Recast the lines of the records, from the line containing "the nose, and" through the last line, both included, as a Markdown table with the columns Row and Line. Number each row and leave out blank lines.

■ LISTED RECORDS

========================================

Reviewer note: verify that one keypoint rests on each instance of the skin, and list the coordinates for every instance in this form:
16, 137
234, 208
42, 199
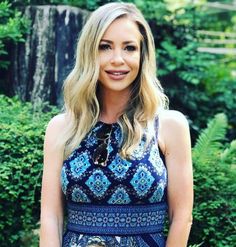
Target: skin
118, 53
174, 141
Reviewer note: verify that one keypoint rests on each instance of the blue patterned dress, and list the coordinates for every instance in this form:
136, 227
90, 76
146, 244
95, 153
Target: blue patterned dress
120, 205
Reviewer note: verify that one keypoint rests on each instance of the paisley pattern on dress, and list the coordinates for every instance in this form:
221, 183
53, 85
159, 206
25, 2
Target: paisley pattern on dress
142, 179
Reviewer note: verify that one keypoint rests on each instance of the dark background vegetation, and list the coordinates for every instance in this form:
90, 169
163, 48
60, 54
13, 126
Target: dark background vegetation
202, 85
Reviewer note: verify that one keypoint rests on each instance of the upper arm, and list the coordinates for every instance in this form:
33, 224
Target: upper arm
175, 136
51, 194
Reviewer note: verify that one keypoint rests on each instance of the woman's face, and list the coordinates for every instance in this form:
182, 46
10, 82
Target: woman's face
119, 55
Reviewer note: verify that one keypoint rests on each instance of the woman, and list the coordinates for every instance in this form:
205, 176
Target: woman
103, 155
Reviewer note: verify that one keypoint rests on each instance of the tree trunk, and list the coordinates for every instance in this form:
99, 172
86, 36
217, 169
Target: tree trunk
41, 63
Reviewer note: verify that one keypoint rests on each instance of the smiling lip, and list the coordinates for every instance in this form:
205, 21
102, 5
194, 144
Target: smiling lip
117, 74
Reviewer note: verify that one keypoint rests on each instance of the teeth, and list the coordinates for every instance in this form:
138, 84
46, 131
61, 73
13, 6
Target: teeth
117, 73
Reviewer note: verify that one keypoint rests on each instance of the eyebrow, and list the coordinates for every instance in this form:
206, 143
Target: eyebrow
111, 42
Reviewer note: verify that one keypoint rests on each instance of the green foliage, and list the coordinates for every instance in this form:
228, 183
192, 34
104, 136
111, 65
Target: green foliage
215, 188
21, 145
12, 28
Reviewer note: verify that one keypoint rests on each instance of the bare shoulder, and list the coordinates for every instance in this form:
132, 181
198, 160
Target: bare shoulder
54, 130
57, 123
173, 131
173, 120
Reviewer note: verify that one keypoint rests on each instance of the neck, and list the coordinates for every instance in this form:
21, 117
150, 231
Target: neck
113, 104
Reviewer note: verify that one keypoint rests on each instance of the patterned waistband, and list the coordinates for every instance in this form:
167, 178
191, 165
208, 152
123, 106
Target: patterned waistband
116, 219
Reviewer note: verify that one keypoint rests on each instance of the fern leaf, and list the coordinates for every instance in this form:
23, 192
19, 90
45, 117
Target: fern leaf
209, 142
229, 154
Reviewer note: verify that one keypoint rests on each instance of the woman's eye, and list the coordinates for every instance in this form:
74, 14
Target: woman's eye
130, 48
104, 47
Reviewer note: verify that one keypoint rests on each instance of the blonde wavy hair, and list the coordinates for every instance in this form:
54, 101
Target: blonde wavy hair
81, 103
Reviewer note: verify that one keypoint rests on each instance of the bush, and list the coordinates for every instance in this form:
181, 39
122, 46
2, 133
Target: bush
215, 188
21, 144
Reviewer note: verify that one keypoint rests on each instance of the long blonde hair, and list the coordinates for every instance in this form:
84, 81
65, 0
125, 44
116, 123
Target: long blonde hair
82, 107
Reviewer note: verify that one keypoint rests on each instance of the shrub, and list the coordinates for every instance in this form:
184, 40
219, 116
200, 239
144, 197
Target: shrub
21, 143
215, 188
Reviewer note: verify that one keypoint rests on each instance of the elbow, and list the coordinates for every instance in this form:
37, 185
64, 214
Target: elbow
183, 219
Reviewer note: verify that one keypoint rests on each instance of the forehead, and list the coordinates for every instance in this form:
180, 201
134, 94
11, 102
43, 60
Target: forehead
123, 28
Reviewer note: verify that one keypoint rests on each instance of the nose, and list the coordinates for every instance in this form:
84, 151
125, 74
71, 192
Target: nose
117, 57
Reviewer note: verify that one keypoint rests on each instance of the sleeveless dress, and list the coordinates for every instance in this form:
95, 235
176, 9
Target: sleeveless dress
122, 204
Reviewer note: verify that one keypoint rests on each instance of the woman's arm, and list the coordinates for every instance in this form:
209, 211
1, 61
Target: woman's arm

========================================

■ THE COMPLETED TASK
| Row | Line |
|---|---|
| 1 | Reviewer note: verify that one keypoint rests on each instance of the nose, and list the coordinates for every instance in this form: |
| 2 | 84, 151 |
| 3 | 125, 74 |
| 4 | 71, 192 |
| 5 | Target: nose |
| 6 | 117, 57 |
| 7 | Reviewer note: verify that one keypoint rests on each instance of the sleeveless dress, and list the coordinates for every instance in this form: |
| 8 | 95, 235 |
| 9 | 176, 9 |
| 10 | Target: sleeveless dress |
| 11 | 122, 204 |
| 12 | Reviewer note: verify that one keypoint rests on each instance of the woman's arm, and list the coordinates for every instance in this form: |
| 13 | 209, 211 |
| 14 | 1, 61 |
| 15 | Target: woman's arm |